§ **Provided information**:
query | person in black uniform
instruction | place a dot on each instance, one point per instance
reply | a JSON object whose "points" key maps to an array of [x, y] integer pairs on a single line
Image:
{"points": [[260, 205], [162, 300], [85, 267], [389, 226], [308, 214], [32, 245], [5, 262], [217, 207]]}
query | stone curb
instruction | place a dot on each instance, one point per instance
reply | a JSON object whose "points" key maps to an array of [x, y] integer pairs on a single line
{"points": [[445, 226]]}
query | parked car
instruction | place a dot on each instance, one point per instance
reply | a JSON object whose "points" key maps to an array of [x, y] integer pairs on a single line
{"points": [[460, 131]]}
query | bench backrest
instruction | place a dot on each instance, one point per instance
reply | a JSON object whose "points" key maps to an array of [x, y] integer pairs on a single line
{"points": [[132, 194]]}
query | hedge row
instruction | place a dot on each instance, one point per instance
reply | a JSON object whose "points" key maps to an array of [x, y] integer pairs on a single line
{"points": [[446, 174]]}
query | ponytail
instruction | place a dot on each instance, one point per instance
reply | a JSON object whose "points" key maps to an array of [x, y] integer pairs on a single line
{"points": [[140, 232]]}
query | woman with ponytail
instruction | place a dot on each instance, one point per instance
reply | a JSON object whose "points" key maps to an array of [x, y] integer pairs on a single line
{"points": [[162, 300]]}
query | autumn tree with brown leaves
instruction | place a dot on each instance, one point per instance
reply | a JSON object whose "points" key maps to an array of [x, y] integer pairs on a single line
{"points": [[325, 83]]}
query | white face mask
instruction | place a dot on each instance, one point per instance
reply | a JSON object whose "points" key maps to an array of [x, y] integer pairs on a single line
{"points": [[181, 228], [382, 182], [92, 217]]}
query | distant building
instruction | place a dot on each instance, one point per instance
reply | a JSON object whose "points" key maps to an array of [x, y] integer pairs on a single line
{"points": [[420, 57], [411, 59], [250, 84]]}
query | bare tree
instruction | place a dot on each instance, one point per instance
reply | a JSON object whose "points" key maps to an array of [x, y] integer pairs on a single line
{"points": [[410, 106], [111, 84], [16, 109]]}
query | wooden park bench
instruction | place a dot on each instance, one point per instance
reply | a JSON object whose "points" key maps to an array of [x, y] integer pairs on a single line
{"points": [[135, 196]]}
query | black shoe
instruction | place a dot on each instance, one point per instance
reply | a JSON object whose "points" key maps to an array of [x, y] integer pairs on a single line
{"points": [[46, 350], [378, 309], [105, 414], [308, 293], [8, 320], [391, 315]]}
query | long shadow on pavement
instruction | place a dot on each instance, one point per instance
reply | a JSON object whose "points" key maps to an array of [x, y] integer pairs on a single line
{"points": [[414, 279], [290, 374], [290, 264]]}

§ **Task brief**:
What you return must be an exact retyping of the lines above starting at the line with "query | woman with ponytail" and ending at the line with "query | black shoe", and nothing besides.

§ **Answer space**:
query | woman with ponytail
instruction | place a dot on each instance, one point per instance
reply | a JSON object whose "points" key maps to an array of [x, y] integer pairs on a single line
{"points": [[162, 300]]}
query | autumn tree with brown leaves
instruction | place a dot on each instance, one point per instance
reply | a JSON object whose "points" key maps to an array of [x, y] integer pairs on a single line
{"points": [[325, 83]]}
query | white face mask
instruction | place a dot on each instance, one point per instance
reply | a JSON object whose "points" key maps to an array of [x, y] integer pairs on a single line
{"points": [[181, 228], [382, 182], [92, 217]]}
query | distant building
instruction | place a dot on each instance, one point per instance
reply | a JSON object whose "points" key maps to an array of [x, y] integer pairs on a single line
{"points": [[420, 57], [411, 59], [250, 84]]}
query | bare tree
instruction | place a dot on each instance, one point per instance
reply | a JSON object whose "points" key maps to an array of [x, y] integer pairs on a single line
{"points": [[410, 106], [111, 84], [16, 109]]}
query | wooden park bench
instruction | place a dot on each instance, one point per instance
reply | a JSON object whose "points" key maps to an array of [x, y] integer pairs on a single line
{"points": [[135, 196]]}
query | black shoe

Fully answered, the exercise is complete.